WHAT NEEDS TO BE DONE: Do these statements agree with the passage on the FERC hearing? (a) The proposed facility would release 550 tons per year of nitrogen dioxide. (b) FERC has adopted the 100,000 tons per year threshold. (c) Judge Bradley Garcia asked whether FERC would pick a threshold more than 36 times its proposal. Answer yes or no for each, quoting the words from the passage that decide it.

PASSAGE PROVIDED:

::::::::

FERC’s rules around approving projects that influence climate change are far from clear, but it has ruled on such impact before, Sierra Club attorney Nathan Matthews said during the hearing. In a case involving Northern Natural Gas Pipeline, it said 315 tons of GHG emissions per year was well below any threshold it would consider. 

“FERC could have done the same here where the 3.6 million tons per year of emissions are 36 times FERC’s draft threshold, which itself was equal to or higher than every other threshold any other agency proposed,” Matthews said. 

The commission has drafted rules amending how it processes natural gas projects, but they have not advanced since former Chair Richard Glick released them in 2022 and then had to withdraw them after criticism from the industry and Capitol Hill. 

The proposed facility would release 550 tons per year of nitrogen dioxide, which is harmful at any level and will cause the area around the terminal to exceed EPA’s limit for the gas in air quality standards, Matthews said. 

“FERC simply misunderstands cumulative effects,” Matthews said. “FERC concluded that there would be no cumulative impact problem here because the individual incremental impact of this project was individually insignificant. But the central thrust of the cumulative impact regulation and doctrine is to guard against the death of 1,000 cuts.” 

‘Incremental Impacts’

Judge Bradley Garcia asked whether the issue was FERC’s failure to label the nitrogen dioxide emissions as significant, which would have at least required it to explain why the facility should move forward regardless. 

“For every impact you identify as significant, you have to discuss mitigation of that impact,” Matthews said. “And here, we think that they could have redesigned the terminal to reduce these emissions, even if they were going to still approve the terminal.” 

A decision from the D.C. Circuit last year in a case the Center for Biological Diversity brought against FERC’s approval of an LNG facility in Alaska clearly laid out what the regulator had to do under the Natural Gas Act in its review of Commonwealth LNG, said FERC Attorney Susanna Chu. 

“Because, like this case, it’s a purely Section Three terminal case, there’s no Section Seven pipeline involved,” Chu said, referring to relevant sections of the Natural Gas Act. “So, the standard here is that the commission must approve the terminal proposal unless it makes a finding that the terminal is actually inconsistent with the public interest.” 

Chu was asked why FERC did not follow its finding in Northern Pass and determine that the 3.6 million tons of annual CO2 emissions from Commonwealth LNG are significant. The 100,000 tons per year threshold was only a draft proposal and FERC has not adopted it, Chu said.  

Judge Florence Pan asked whether there was any chance FERC would pick a threshold more than 36 times its proposal. 

Chu said that FERC has yet to make any final decisions on the question, but Pan pressed on — asking whether the project’s emissions would be significant if it increased the state of Louisiana’s emissions by 20%.

::::::::

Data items
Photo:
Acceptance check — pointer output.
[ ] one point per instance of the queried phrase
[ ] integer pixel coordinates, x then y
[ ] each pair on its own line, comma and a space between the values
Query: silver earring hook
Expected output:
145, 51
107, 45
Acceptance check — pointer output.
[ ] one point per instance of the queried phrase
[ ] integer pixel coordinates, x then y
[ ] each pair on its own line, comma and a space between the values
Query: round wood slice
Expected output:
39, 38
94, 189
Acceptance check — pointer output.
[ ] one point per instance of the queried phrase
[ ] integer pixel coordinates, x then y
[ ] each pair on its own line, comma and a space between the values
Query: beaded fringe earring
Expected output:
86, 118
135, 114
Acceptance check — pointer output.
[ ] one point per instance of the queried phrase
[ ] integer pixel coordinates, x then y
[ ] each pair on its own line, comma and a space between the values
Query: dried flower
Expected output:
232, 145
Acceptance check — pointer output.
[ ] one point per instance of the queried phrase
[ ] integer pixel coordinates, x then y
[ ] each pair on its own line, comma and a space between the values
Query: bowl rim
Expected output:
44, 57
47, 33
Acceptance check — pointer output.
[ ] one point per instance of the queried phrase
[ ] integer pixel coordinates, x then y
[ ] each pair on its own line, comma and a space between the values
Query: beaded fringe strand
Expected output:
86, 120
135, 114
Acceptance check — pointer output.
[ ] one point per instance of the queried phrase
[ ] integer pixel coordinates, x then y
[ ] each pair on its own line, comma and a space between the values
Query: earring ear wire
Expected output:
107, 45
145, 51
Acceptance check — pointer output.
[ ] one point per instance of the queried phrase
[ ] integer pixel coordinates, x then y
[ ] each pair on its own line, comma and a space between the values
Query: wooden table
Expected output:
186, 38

::::::::

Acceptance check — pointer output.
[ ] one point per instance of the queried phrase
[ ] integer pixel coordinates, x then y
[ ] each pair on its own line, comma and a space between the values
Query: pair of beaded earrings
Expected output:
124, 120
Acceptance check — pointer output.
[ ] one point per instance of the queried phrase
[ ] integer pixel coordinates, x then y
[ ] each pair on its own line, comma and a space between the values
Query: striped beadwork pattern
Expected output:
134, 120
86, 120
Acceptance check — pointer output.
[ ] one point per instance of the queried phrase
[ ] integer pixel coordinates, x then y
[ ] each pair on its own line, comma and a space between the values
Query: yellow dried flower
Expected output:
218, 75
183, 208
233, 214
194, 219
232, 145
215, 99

::::::::

SOLVED EXERCISE:
(a) Yes: "The proposed facility would release 550 tons per year of nitrogen dioxide"
(b) No: "The 100,000 tons per year threshold was only a draft proposal and FERC has not adopted it"
(c) No: "Judge Florence Pan asked whether there was any chance FERC would pick a threshold more than 36 times its proposal."